*** Trecho do documento ***
Natalia Pasternak: “É preciso acolher as vítimas da desinformação”
A presidente do Instituto Questão de Ciência (IQC), que estuda fatores que levam pais a recusar vacinação dos filhos, sugere ideias para remediar a situação
O que vem abalando a imunização infantil no país? Acabamos de realizar uma pesquisa do IQC com a Sociedade Brasileira de Pediatria (SBP) para saber o que os médicos recebem de dúvidas sobre vacinas no consultório e que motivos levam os responsáveis pelas crianças a decidir não vaciná-las. O estudo ressalta o papel da informação falsa veiculada para enganar e causar medo. Há outros motivos já conhecidos que prejudicam a imunização, como questões de logística, esquecimento ou complacência — achar que não é necessário vacinar porque certas doenças não circulam mais. Mas, com a pandemia, cresceu também a recusa vacinal por se acreditar que os efeitos adversos poderiam ser ainda mais graves.
Isso afetou não só as vacinas da Covid-19, mas a vacinação como um todo. E não por acaso será um dos temas centrais no congresso Unidos pela Saúde, que reunirá especialistas de dentro e fora do país, e acontece agora em junho, em São Paulo.
Até que ponto os médicos contribuem, ainda que inadvertidamente, para a hesitação vacinal? Os profissionais de saúde em geral precisam de treinamento para lidar com esse fenômeno. Sem preparo, alguns passam informações erradas aos pacientes, dizendo, por exemplo, que não se deve tomar muitas vacinas de uma vez ou compartilhando incertezas. Nossa pesquisa revela, inclusive, que os médicos sentem falta de material de apoio para distribuir aos pais e mães. O ponto é que, se a informação equivocada vem de um pediatra, os responsáveis pela criança ficarão confusos porque confiam nele. Mas, claro, há médicos abertamente antivacina, que tentam desqualificar o discurso científico e se aproveitam da autoridade do jaleco.
***
• _Instruções_
**1.** Segundo a entrevista, com qual entidade o IQC fez a pesquisa sobre as dúvidas que os médicos recebem a respeito de vacinas?
**2.** Reescreva de forma mais breve o parágrafo da entrevista que começa com "Até que ponto os médicos", mantendo suas informações principais.
**3.** Repita sem alterações o trecho da entrevista que começa nas palavras "Até que ponto" e termina depois de "autoridade do jaleco.".
*** Dados abaixo ***
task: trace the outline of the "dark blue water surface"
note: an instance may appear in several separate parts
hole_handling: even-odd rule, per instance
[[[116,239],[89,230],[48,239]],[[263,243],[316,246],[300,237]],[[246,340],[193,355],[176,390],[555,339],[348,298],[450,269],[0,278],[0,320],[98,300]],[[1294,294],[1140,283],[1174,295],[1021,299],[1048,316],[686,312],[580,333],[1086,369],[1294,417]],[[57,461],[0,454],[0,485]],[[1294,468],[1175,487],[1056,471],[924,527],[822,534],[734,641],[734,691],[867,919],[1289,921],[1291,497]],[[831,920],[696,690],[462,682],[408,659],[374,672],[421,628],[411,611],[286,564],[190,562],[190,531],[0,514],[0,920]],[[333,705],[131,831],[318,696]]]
***
• _Respostas dos exercícios_
**1.** Com a Sociedade Brasileira de Pediatria (SBP).

**2.** Os profissionais de saúde precisam de treinamento para lidar com a hesitação vacinal. Sem preparo, alguns passam informações erradas aos pacientes, como dizer que não se deve tomar muitas vacinas de uma vez, ou compartilham incertezas. A pesquisa mostra que os médicos sentem falta de material de apoio para distribuir aos pais. Como os responsáveis confiam no pediatra, uma informação equivocada vinda dele os deixa confusos. Há ainda médicos abertamente antivacina, que tentam desqualificar o discurso científico e se aproveitam da autoridade do jaleco.

**3.**
Até que ponto os médicos contribuem, ainda que inadvertidamente, para a hesitação vacinal? Os profissionais de saúde em geral precisam de treinamento para lidar com esse fenômeno. Sem preparo, alguns passam informações erradas aos pacientes, dizendo, por exemplo, que não se deve tomar muitas vacinas de uma vez ou compartilhando incertezas. Nossa pesquisa revela, inclusive, que os médicos sentem falta de material de apoio para distribuir aos pais e mães. O ponto é que, se a informação equivocada vem de um pediatra, os responsáveis pela criança ficarão confusos porque confiam nele. Mas, claro, há médicos abertamente antivacina, que tentam desqualificar o discurso científico e se aproveitam da autoridade do jaleco.